> _Given request 1_
List the five tournaments that the passage on LPGA major championships names as the current majors of the women's tour.
> _Given request 2_
Carry the passage on LPGA major championships forward from its last sentence.

---------- Document segment ----------

With the addition of the Evian Championship as the fifth major championship in 2013, the LPGA Tour entered its fourth distinct era of majors, each defined by the changing list of tournaments that have been accorded major status on the women’s tour. In addition to the Evian, which is played in September, that list now includes the ANA Inspiration, once and always better known to fans of a certain age as the Dinah Shore or the Kraft Nabisco Championship. Every year’s first major is played in the California desert in early spring.
The ANA is followed by the KPMG Women’s LPGA Championship, the second oldest tournament in the history of the LPGA. Beginning this year the PGA of America took over organizing this event from the Tour, ensuring both its major status and its location at top venues for years to come. This June the tournament was held at Westchester Country Club. Next year it moves to Sahalee in the Pacific Northwest, which has hosted both the 1998 men’s PGA Championship and the 2010 U.S. Senior Open. July brings the U.S. Women’s Open, the one event on the LPGA calendar older than the Women’s PGA. That is followed just a few weeks later by the Ricoh Women’s British Open, considered a major since 2001.

---------- Dataset section ----------

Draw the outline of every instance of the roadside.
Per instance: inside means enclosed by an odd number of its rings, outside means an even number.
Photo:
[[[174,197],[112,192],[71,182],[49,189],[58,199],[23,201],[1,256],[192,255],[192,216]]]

----------

> _Task response 1_
1. Evian Championship
2. ANA Inspiration
3. KPMG Women's LPGA Championship
4. U.S. Women's Open
5. Ricoh Women's British Open

> _Task response 2_
It was that event which concluded Sunday, bringing to fourteen the number of women’s majors played in this fourth era in which the LPGA has shown that there is nothing sacrosanct about having only four major championships. The results of those fourteen tournaments reveal a clear pattern. Any fan looking to place a small wager on the outcome of next month’s Evian should like the odds of the event in the French Alps crowning a first-time major champion. Five of the last fourteen majors have produced maiden titles for their winners, including four of the five played in 2014.
Americans Lexi Thompson, Michelle Wie, and Mo Martin all claimed their first major championship last year. Thompson, then just 19 years old, won the season’s first major in its final playing as the Kraft Nabisco, pulling away from Wie in the final round to win by three shots. It was Wie’s turn at Pinehurst a few months later, as she held off a late charge by Stacy Lewis to win the U.S. Women’s Open. Then Martin, who toiled for six years on the developmental Symetra Tour before finally obtaining her LPGA Tour card in 2012 stunned the field at Royal Birkdale by making her first LPGA Tour victory a major win as well, at last year’s Women’s British Open. A dramatic eagle at the last, after her approach hit the flag and nearly went in for an albatross, carried the diminutive Californian to a one-shot win.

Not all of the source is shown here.